:: What to do ::
Your task is to return the line containing "Can you see the cat's right" and each line after it through the end of the entries, exactly, with no other lines.

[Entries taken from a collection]
· · · · · · ·
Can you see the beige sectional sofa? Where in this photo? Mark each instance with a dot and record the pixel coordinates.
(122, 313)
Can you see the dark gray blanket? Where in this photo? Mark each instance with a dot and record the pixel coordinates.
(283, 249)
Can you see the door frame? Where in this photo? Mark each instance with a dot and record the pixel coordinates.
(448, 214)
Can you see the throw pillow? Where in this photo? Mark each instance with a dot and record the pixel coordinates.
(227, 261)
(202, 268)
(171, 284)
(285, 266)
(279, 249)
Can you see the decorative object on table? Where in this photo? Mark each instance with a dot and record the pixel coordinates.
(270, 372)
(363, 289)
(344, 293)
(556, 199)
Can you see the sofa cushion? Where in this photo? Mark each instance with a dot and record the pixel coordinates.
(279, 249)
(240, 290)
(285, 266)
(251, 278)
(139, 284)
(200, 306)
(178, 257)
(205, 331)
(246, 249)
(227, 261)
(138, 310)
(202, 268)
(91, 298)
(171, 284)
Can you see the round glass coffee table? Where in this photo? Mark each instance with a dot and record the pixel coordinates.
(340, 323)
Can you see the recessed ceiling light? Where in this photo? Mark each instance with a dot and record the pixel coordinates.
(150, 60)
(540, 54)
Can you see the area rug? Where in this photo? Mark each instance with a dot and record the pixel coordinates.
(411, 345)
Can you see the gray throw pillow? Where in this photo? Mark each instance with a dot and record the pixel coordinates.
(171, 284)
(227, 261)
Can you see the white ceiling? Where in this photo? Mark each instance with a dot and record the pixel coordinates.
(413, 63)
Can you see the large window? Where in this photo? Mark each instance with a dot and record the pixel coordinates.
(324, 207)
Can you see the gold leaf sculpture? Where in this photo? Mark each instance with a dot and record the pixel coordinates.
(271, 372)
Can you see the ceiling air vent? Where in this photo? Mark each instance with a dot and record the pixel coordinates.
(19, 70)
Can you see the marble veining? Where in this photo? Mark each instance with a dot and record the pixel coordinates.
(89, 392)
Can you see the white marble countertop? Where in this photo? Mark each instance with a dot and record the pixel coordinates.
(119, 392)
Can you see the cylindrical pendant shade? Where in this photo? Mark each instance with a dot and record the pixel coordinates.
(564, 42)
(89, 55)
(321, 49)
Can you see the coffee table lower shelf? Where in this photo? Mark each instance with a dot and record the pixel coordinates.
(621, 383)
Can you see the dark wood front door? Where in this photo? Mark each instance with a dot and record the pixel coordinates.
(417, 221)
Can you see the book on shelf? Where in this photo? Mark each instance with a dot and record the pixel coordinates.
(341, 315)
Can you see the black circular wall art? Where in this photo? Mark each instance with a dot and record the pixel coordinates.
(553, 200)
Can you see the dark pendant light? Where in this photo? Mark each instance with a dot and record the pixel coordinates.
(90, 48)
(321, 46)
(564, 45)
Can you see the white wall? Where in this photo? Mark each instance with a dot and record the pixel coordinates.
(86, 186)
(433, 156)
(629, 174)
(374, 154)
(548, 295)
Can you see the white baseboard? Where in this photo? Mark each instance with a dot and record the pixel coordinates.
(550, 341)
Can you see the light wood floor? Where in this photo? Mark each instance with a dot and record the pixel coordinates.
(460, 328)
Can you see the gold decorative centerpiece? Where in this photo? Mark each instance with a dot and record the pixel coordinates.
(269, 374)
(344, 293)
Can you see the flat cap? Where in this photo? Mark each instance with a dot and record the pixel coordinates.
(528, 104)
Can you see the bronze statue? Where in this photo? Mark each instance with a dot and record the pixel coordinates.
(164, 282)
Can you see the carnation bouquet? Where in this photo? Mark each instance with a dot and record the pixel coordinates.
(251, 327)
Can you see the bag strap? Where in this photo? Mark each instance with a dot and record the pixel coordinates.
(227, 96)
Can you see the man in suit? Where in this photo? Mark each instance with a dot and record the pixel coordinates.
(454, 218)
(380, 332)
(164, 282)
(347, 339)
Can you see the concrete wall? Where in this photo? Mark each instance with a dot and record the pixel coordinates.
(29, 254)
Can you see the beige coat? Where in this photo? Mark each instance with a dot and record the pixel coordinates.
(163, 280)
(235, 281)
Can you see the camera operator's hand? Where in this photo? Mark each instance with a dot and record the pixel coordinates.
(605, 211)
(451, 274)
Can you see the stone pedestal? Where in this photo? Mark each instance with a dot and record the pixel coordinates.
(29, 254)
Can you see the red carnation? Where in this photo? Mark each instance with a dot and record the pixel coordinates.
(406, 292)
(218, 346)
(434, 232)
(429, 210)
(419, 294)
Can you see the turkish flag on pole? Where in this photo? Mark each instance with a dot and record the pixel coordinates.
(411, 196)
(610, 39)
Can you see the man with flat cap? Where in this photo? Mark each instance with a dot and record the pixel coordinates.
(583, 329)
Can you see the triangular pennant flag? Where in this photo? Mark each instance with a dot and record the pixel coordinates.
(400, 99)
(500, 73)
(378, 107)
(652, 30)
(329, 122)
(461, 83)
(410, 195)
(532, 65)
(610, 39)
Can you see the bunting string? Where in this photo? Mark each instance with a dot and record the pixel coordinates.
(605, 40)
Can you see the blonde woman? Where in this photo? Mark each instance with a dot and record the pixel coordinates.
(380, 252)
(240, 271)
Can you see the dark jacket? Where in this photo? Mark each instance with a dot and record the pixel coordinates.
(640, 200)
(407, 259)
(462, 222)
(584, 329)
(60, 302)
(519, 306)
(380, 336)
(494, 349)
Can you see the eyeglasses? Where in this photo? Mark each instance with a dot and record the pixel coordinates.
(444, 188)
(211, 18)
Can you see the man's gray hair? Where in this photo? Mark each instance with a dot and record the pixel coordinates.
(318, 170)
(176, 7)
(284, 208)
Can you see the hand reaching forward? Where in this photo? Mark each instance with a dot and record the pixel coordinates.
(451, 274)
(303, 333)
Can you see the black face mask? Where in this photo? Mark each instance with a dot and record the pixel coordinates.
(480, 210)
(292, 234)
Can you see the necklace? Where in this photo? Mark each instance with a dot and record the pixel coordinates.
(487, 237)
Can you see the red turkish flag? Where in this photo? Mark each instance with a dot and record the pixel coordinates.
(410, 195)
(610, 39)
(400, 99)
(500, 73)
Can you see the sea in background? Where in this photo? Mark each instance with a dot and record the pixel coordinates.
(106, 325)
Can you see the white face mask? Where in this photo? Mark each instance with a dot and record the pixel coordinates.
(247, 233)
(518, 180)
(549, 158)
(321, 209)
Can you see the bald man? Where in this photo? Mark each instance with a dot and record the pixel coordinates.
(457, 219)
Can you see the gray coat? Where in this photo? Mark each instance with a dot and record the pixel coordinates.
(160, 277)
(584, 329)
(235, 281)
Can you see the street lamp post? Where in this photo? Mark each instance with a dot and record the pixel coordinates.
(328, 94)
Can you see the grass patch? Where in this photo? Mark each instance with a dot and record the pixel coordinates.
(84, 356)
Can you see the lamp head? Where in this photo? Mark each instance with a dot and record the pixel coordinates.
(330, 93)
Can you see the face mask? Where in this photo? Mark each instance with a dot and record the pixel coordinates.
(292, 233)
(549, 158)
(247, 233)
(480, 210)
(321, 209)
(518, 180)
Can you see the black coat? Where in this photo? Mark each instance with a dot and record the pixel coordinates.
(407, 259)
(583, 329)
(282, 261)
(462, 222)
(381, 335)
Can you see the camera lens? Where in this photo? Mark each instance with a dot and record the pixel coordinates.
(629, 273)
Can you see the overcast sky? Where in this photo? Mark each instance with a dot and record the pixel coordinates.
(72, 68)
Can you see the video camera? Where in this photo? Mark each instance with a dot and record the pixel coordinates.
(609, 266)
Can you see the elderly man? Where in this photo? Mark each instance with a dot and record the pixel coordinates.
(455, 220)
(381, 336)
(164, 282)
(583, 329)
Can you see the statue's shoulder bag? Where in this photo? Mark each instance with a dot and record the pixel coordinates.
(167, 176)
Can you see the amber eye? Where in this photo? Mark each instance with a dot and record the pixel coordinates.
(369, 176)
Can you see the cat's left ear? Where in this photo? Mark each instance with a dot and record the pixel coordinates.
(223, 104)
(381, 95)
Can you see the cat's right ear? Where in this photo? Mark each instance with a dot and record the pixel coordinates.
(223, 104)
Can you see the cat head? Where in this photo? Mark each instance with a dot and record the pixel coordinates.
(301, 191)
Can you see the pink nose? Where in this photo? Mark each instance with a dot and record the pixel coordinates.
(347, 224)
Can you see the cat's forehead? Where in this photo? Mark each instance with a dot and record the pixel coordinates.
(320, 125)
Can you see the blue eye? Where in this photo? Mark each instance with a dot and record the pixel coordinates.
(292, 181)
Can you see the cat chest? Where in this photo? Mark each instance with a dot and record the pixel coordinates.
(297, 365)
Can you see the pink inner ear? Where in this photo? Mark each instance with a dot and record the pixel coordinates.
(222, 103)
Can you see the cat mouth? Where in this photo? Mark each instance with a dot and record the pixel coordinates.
· · · · · · ·
:: Response to this exercise ::
Can you see the cat's right ear? Where in this photo? Mark each instance with a dot and record the pixel coordinates.
(223, 104)
Can you see the cat head? Where in this photo? Mark each instance with a dot and record the pixel coordinates.
(301, 191)
Can you see the pink nose? Where in this photo? Mark each instance with a dot and record the pixel coordinates.
(347, 224)
Can you see the cat's forehead? Where in this photo? Mark each instance with a dot and record the pixel coordinates.
(320, 125)
Can you see the blue eye? Where in this photo? Mark each instance with a dot and record the pixel coordinates.
(292, 181)
Can you see the cat chest? Where in this photo? Mark each instance with a dot and record the pixel coordinates.
(297, 365)
Can you see the pink inner ear? Where in this photo? Mark each instance with a dot and record the pixel coordinates.
(222, 103)
Can you see the cat mouth? Where in this photo? Mark each instance with a dot and record the pixel coordinates.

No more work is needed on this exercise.